#### Problem requirements:
An exact copy of every record below is needed, with the pictures left out.

#### Available data:

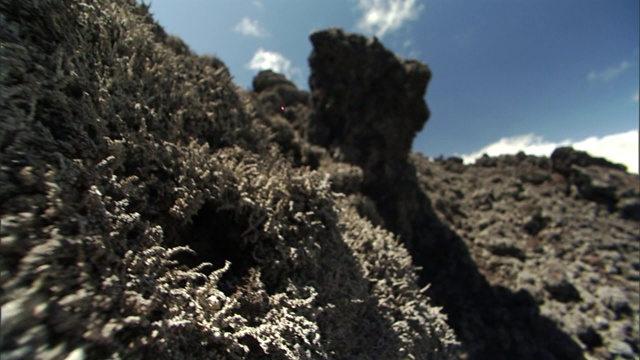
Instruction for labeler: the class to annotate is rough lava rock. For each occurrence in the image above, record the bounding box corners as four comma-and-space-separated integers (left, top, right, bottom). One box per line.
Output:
413, 151, 639, 359
551, 147, 640, 219
308, 28, 430, 182
2, 2, 638, 360
308, 28, 582, 360
308, 28, 436, 255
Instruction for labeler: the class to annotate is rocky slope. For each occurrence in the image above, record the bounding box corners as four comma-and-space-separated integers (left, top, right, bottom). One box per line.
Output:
0, 1, 454, 359
412, 151, 639, 359
1, 1, 638, 359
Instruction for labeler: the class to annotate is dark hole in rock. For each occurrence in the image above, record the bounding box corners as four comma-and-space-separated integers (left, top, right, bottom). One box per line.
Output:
619, 198, 640, 221
523, 212, 550, 236
84, 124, 97, 140
106, 121, 118, 134
174, 202, 257, 295
577, 326, 603, 349
239, 335, 265, 355
65, 80, 84, 98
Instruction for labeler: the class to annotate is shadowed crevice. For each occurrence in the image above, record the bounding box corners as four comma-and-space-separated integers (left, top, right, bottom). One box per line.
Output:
174, 203, 255, 294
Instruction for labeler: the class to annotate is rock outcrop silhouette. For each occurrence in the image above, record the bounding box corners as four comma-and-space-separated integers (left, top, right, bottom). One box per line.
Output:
306, 28, 637, 360
1, 1, 638, 360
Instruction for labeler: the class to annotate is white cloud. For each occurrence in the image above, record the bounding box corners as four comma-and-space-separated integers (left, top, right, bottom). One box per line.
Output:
587, 61, 631, 82
572, 131, 639, 173
246, 48, 302, 82
459, 134, 563, 163
356, 0, 423, 38
633, 91, 639, 102
459, 130, 639, 174
234, 17, 269, 37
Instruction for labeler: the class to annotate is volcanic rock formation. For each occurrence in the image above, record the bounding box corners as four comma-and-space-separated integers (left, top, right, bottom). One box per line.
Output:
0, 1, 455, 359
412, 150, 639, 359
305, 28, 638, 360
1, 1, 638, 360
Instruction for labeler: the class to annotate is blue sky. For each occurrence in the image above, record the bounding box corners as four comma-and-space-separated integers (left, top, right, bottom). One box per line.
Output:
143, 0, 639, 172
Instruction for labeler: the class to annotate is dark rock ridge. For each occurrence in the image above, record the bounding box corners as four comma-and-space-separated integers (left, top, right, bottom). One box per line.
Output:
308, 29, 430, 175
308, 28, 435, 253
1, 2, 638, 360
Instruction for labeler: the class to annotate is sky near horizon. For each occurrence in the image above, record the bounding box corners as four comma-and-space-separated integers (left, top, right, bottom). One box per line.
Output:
142, 0, 639, 173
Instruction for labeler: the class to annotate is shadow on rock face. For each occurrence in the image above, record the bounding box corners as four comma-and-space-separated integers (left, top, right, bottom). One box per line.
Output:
308, 28, 586, 360
412, 190, 585, 359
171, 199, 411, 357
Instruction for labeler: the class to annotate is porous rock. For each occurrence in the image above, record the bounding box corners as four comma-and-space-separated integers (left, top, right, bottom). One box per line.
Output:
414, 151, 639, 359
308, 28, 430, 181
0, 2, 456, 359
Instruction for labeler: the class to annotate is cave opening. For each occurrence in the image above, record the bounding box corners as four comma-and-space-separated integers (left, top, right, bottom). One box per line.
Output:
174, 202, 257, 294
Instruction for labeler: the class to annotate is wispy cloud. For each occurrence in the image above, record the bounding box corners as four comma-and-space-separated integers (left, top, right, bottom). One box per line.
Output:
356, 0, 423, 38
458, 130, 639, 174
234, 17, 269, 37
633, 91, 639, 102
251, 0, 264, 9
587, 61, 631, 82
246, 48, 302, 84
458, 134, 561, 163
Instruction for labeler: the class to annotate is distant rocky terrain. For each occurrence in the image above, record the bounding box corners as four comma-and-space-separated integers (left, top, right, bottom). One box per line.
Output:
413, 151, 639, 359
1, 1, 638, 359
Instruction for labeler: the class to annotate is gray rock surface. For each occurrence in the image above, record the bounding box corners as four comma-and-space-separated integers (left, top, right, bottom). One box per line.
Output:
413, 151, 639, 359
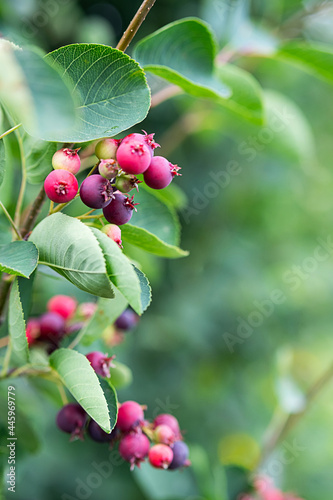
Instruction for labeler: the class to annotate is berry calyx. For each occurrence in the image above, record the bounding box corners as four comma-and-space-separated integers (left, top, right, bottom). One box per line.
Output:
116, 139, 152, 175
148, 444, 174, 469
80, 174, 114, 209
39, 312, 66, 339
98, 159, 119, 180
86, 351, 115, 378
115, 308, 139, 331
95, 138, 120, 160
44, 170, 78, 203
101, 224, 122, 248
118, 432, 150, 470
153, 414, 182, 440
115, 174, 141, 193
56, 403, 87, 440
168, 441, 190, 470
52, 148, 81, 174
121, 131, 160, 154
26, 318, 40, 345
88, 419, 117, 443
143, 156, 174, 190
47, 295, 77, 320
102, 193, 138, 226
153, 425, 176, 445
117, 401, 145, 432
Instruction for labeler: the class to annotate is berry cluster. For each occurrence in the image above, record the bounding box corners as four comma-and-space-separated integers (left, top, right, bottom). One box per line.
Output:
240, 476, 304, 500
56, 400, 190, 472
44, 131, 181, 229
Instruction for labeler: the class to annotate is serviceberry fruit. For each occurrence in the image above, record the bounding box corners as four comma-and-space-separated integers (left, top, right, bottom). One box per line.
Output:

#### Exercise response:
Instruction for labeler: the class to annotate is rough lava rock. For each occurrence in the image above, record the bounding box corners as four comma-and-space-separated integers (left, top, right, bottom). One box per line.
Output:
413, 151, 639, 359
551, 147, 640, 219
308, 28, 430, 182
2, 2, 638, 360
308, 28, 582, 360
308, 28, 436, 255
Instruction for labeler: the class to annotate is rocky slope. For each occurrence in the image above, record the bounding box corners as four comma-and-space-separated integers (left, top, right, bottom). One box per line.
Output:
0, 1, 454, 359
412, 151, 639, 359
1, 1, 638, 359
Instruction for labeler: the class to annotate is dark hole in rock. For each occurrence in the image above, record the bounding box corners as four comma-and-space-separated integers (left, top, right, bottom). One box per line.
Output:
619, 198, 640, 221
523, 212, 550, 236
84, 124, 97, 140
106, 121, 118, 134
174, 202, 257, 295
577, 326, 603, 349
239, 335, 265, 355
65, 80, 84, 98
Instruction for labeler: the class to annotate is shadowed crevice. For each occurrence in the image above, record the bounding box corners as four comma-and-space-separated integers (left, top, right, bottom). One box per line.
Output:
174, 203, 255, 294
Instruction for labeler: the class to annotate is rock outcrop silhouette. For each occurrence in the image above, record the bounding box corners as four comma-and-space-separated integers (left, top, right, bottom). One box per line.
Output:
306, 28, 637, 360
1, 1, 638, 360
Instruction for labeler: the class to annotate is white cloud. For each occurrence in the image above, record the bounding box corners as four comma-and-space-separated integers (left, top, right, bottom). One box per line.
Output:
587, 61, 631, 82
572, 131, 639, 173
246, 48, 302, 82
459, 134, 563, 163
356, 0, 423, 38
633, 91, 639, 102
459, 130, 639, 174
234, 17, 269, 37
Instruction for labeler: the class to annotate is volcanic rock formation. For each occurrence in the image above, record the bounding box corners as four comma-and-space-separated integers (left, top, right, bottom). One box per line.
Output:
0, 1, 455, 359
412, 150, 639, 359
305, 28, 638, 360
1, 1, 638, 360
Instruction for labeler: the class to annotate is blue sky. For each occurrence in the image above, record the bounding box corners as four comma-and-space-separated integers (left, top, right, bottom). One box per line.
Output:
143, 0, 639, 172
Instruction for labeler: the class to annotate is dark rock ridge. For each occurrence in the image above, record the bounding box corners as four comma-and-space-separated integers (left, top, right, bottom). One box per line.
Output:
308, 29, 430, 175
308, 28, 435, 253
1, 2, 638, 360
Instruction for labeler: the class to annotate is sky near horizon. For each occurrence in the image above, record the bounding box corners as four comma-and-space-separated integers (left, top, right, bottom). One box per line.
Output:
142, 0, 639, 173
Instruction for labeler: the class to annotate is shadow on rock face. For each occurrence in the image above, record the bounding box corners as four comma-and-space-separated integers (left, top, right, bottom). One box per line.
Output:
308, 28, 586, 360
412, 190, 585, 359
171, 199, 411, 357
Instruction for labeler: the class to annotate is porous rock. For each occurrence in the image above, record the bounding box corners as four comma-and-space-separated integers (left, top, right, bottom). One box per line.
Output:
414, 151, 639, 359
308, 28, 430, 181
0, 2, 456, 359
Instruction for labeler: the class to annotate is cave opening. For each occurrence in the image above, record the bounding box corners as four comma-and-space-separated integers (left, top, right, bottom). One box per line.
Output:
174, 202, 257, 294
Instruction for labeler: the class to annotate is wispy cloud. For each occurrence in the image above, record the bounding box corners as four comma-and-space-separated integers (left, top, right, bottom). One box per line.
Output:
356, 0, 423, 38
458, 130, 639, 174
234, 17, 269, 37
633, 91, 639, 102
251, 0, 264, 9
587, 61, 631, 82
246, 48, 302, 84
458, 134, 561, 163
Instruction for labeler: the class to annotate is distant rocky terrain. For each occurrence in the image above, record the bounding box corners as four comma-and-space-separated integers (left, top, right, bottom). One box per line.
Output:
413, 151, 639, 359
1, 1, 638, 359
Instruction for labeler: the class to annotate is gray rock surface. For each occurrence in the image above, record the bounding box corners as four comma-and-space-separated integers (left, top, right, bottom). One box per line.
Output:
413, 151, 639, 359
Instruction for labeler: the class to annotate is berry calyx. For each occurrence in the image above, record the bounding box corners as four comma-and-space-separated integers (left, top, right, bottom). One box per line.
Output:
116, 139, 152, 175
148, 444, 174, 469
80, 174, 114, 209
39, 312, 66, 339
98, 159, 119, 180
86, 351, 115, 378
115, 308, 139, 331
95, 138, 120, 160
44, 170, 78, 203
101, 224, 122, 248
118, 432, 150, 470
153, 414, 182, 440
115, 174, 141, 193
56, 403, 87, 440
168, 441, 190, 470
52, 148, 81, 174
121, 131, 160, 154
26, 318, 40, 345
88, 419, 117, 443
143, 156, 174, 190
47, 295, 77, 320
102, 193, 138, 226
153, 425, 176, 445
117, 401, 145, 432
Instruction for labeler: the class to annotate is berry cluster. For each occurrence in the image above, record the bounding box corners as four comma-and-space-separated integers (left, top, right, bottom). One box per line.
Output:
240, 476, 304, 500
56, 400, 190, 472
44, 131, 181, 229
Instruction for labeler: the class to annotate is serviceberry fruit. For each occurrence in the image above, record the bounding box corners as four comma-and-space-separated integers (left, top, right, bottom). One box per line.
Output:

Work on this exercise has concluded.